__REQUIRED TASK 1__
Answer these questions using the lecture announcement below:
(a) In which room will the lecture be held?
(b) Who is the dean of the S.J. Quinney College of Law?
(c) In which division of the Department of Justice did Fiss serve?

** START EXCERPTED PASSAGE **

Owen Fiss, Sterling Professor of Law at Yale University, will deliver the University of Utah S.J. Quinney College of Law’s 45th Annual William H. Leary Lecture, “Law and Terrorism,” on October 26 at 12:15 p.m. in the College’s Sutherland Moot Courtroom. Attendance is free and open to the public.
Hiram Chodosh, dean of the S.J. Quinney College of Law, predicted that Fiss will present a powerful and thought-provoking talk: “For over four decades, Professor Fiss has challenged all of us to live up to our most important constitutional commitments, and I would expect his exploration of terrorism and law to pursue this profound and courageous motif of his extraordinary contributions,” Chodosh said.
Fiss was educated at Dartmouth, Oxford, and Harvard. He clerked for Thurgood Marshall (when Marshall was a judge of the United States Court of Appeals for the Second Circuit) and later for Justice William J. Brennan, Jr. He also served in the Civil Rights Division of the Department of Justice.

** END EXCERPTED PASSAGE **
** START RAW DATA **

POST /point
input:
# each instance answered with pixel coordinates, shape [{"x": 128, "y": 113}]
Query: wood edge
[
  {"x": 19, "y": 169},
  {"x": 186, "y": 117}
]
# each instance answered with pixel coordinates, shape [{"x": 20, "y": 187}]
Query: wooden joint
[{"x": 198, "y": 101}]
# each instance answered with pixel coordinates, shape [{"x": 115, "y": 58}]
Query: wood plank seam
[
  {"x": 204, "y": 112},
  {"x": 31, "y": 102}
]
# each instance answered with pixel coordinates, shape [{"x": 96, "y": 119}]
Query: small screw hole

** END RAW DATA **

__REQUIRED TASK 2__
Identify each line of the records above that contains the word "with", and copy those lines out.

__EXERCISE RESULT 1__
(a) The Sutherland Moot Courtroom
(b) Hiram Chodosh
(c) The Civil Rights Division

__EXERCISE RESULT 2__
# each instance answered with pixel coordinates, shape [{"x": 128, "y": 113}]
# each instance answered with pixel coordinates, shape [{"x": 20, "y": 187}]
# each instance answered with pixel coordinates, shape [{"x": 115, "y": 58}]
# each instance answered with pixel coordinates, shape [{"x": 96, "y": 119}]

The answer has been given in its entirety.